• _What you have to do_:
Using the listing below, copy exactly the lines from the one containing "Would you be able to indicate the submerged" to the one containing "Would you be able to indicate the blue", both lines included, and no others.

** Opening Exercise data block **

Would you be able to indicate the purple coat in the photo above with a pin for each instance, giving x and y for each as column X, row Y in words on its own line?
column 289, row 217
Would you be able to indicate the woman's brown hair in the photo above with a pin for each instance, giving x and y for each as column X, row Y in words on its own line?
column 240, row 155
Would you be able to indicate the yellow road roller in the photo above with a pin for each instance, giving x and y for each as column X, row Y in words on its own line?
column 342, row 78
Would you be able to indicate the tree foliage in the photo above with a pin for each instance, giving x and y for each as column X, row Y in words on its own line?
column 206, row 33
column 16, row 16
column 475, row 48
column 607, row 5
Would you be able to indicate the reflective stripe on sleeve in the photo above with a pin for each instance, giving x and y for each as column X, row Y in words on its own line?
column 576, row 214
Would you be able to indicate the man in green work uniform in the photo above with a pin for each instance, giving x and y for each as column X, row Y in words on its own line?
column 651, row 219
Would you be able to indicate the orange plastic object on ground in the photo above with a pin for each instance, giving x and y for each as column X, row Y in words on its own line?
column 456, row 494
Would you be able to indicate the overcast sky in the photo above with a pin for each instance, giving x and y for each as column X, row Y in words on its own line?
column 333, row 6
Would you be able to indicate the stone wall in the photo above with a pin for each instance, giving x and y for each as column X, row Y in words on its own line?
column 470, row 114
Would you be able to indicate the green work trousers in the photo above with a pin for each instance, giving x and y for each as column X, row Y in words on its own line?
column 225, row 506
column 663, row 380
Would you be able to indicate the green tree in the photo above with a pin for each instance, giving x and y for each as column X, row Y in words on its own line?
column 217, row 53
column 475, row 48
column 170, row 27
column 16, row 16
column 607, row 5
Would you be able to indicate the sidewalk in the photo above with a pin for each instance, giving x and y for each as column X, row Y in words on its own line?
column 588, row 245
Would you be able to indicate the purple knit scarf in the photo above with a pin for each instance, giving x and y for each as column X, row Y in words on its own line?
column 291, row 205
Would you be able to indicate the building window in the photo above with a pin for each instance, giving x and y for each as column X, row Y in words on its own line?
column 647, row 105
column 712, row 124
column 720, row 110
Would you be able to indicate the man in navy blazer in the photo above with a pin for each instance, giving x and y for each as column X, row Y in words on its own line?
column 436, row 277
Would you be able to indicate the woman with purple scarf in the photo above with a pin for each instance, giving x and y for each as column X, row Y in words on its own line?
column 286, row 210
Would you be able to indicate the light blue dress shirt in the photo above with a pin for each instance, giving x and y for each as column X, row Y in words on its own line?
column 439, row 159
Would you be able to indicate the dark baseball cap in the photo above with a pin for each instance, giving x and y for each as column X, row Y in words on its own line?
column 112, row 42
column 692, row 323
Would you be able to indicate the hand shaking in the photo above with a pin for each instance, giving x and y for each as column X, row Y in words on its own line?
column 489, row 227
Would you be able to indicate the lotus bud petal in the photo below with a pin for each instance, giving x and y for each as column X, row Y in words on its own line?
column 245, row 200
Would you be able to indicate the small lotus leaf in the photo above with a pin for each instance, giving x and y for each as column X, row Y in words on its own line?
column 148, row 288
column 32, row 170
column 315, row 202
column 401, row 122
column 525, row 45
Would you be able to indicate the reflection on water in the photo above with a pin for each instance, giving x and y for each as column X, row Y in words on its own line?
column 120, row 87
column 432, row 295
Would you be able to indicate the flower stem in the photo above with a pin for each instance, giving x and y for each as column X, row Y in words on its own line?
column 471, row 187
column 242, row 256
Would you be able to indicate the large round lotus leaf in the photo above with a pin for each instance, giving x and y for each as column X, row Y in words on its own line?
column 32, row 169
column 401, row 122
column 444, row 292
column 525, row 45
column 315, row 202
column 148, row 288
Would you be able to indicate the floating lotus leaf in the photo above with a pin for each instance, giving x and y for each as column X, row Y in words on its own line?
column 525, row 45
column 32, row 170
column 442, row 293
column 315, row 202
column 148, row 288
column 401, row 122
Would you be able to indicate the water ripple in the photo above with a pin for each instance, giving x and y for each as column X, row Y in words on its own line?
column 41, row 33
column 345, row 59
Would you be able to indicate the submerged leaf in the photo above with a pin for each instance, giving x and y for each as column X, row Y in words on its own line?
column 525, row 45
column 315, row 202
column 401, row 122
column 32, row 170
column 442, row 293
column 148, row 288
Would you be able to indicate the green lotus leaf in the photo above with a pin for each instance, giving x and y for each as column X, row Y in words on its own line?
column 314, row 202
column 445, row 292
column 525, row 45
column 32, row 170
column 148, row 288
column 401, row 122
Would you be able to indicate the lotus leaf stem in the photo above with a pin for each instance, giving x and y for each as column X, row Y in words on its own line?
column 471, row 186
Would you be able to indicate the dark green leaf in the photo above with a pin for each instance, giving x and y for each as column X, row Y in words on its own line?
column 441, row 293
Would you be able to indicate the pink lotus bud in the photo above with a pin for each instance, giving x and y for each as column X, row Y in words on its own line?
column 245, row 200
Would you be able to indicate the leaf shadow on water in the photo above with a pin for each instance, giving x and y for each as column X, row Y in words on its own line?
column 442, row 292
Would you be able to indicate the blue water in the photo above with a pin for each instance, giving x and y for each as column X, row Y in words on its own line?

** Closing Exercise data block **
** Opening Exercise data block **

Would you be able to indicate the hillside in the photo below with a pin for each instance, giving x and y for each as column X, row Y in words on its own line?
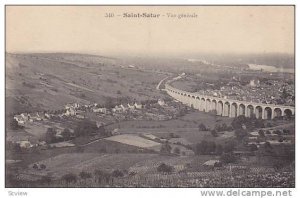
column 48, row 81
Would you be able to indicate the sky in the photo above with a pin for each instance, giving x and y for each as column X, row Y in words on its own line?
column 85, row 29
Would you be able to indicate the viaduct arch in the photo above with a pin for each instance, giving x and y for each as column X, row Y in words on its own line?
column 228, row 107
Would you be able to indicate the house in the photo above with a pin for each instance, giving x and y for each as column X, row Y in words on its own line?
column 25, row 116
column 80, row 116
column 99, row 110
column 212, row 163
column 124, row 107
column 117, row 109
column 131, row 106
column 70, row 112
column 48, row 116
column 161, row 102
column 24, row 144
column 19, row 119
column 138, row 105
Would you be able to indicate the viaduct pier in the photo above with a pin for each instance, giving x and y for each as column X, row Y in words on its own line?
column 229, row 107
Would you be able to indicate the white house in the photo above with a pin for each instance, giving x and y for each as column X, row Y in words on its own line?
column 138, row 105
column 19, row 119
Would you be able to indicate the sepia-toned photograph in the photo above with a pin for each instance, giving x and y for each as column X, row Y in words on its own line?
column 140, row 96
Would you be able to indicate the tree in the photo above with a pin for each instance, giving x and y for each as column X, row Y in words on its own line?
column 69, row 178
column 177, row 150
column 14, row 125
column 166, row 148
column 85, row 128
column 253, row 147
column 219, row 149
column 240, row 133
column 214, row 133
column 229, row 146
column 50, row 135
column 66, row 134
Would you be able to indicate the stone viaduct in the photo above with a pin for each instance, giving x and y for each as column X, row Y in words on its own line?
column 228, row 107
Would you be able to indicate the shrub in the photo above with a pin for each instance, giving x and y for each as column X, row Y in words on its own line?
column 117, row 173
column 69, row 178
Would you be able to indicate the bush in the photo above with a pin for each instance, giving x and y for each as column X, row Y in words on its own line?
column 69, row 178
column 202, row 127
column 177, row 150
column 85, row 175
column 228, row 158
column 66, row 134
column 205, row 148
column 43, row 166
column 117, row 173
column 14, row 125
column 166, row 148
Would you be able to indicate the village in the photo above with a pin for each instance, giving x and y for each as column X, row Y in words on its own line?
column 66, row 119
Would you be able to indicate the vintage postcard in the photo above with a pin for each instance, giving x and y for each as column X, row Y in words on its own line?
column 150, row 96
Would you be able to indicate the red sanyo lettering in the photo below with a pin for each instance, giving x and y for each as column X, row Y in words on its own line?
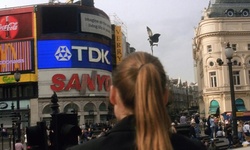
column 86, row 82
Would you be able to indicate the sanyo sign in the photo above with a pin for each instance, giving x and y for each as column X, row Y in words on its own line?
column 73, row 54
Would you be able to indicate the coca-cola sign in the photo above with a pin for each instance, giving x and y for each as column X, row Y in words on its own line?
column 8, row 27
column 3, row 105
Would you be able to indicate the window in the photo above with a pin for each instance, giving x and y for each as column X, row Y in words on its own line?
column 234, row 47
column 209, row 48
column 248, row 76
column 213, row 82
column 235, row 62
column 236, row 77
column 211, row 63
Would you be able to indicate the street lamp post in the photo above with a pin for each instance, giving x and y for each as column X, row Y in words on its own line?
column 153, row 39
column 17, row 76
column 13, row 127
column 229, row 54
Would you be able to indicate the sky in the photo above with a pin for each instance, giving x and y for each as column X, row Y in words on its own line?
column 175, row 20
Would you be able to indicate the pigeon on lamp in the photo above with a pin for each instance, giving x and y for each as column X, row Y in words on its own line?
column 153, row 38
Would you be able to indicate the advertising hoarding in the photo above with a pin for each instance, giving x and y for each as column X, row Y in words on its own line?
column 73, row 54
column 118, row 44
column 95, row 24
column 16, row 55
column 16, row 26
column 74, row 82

** Closing Exercise data block **

• _Task solution_:
Would you be able to indicate the submerged leaf in the photo above with a pin for each instance, giving x and y for each as column X, row Y in words on its own line?
column 525, row 45
column 315, row 202
column 401, row 122
column 32, row 170
column 442, row 293
column 148, row 288
Would you be able to indicate the green lotus leaf in the photo above with a pin for each instance, giving x and y for each as column X, row Y in words on its own line?
column 314, row 202
column 445, row 292
column 525, row 45
column 32, row 170
column 148, row 288
column 401, row 122
Would you be able to indicate the lotus leaf stem in the photo above with a pin for each instance, giving x and y for each as column X, row Y in words on its own line?
column 471, row 186
Would you be able to indicate the dark green leaf in the photo above with a pin for each instance, giving x and y for each as column X, row Y in words on its own line?
column 441, row 293
Would you be able to indicate the pink lotus bud in the photo above with a pin for each instance, giving x and y for each as column X, row Y in words on its own line?
column 245, row 200
Would you be able to indicate the leaf shadow on water in the photo above with a pin for each instance, giving x and y for each as column X, row Y in words on its own line?
column 442, row 292
Would you be able to indicate the blue water in the photo above with a pin for each instance, giving x and y for each as column X, row Y in words on its own line?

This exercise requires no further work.